What the task requires: Count the lines of the data below that contain the word 'single', and reply with that number alone.

Stored rows:
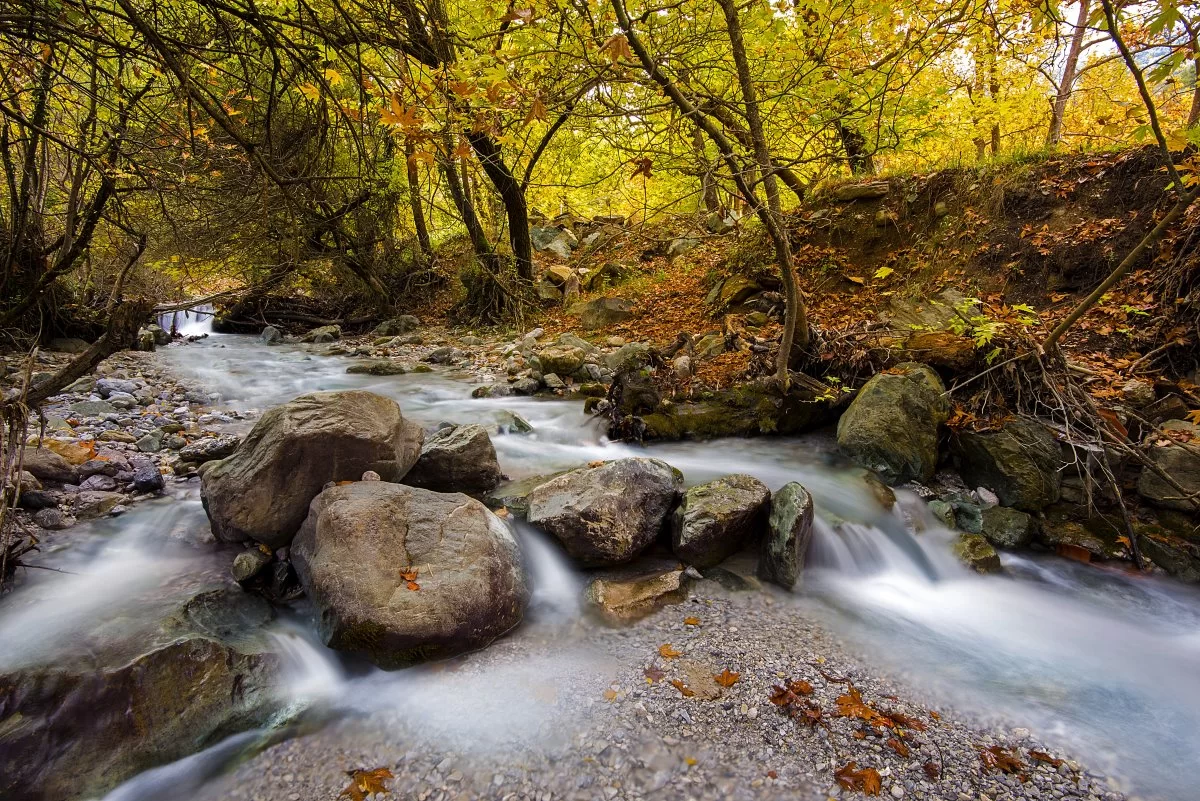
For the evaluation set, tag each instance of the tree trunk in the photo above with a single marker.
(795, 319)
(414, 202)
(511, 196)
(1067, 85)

==

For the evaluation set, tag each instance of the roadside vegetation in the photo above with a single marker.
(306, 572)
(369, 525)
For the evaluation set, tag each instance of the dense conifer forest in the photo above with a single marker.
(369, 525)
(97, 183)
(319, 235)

Answer: 3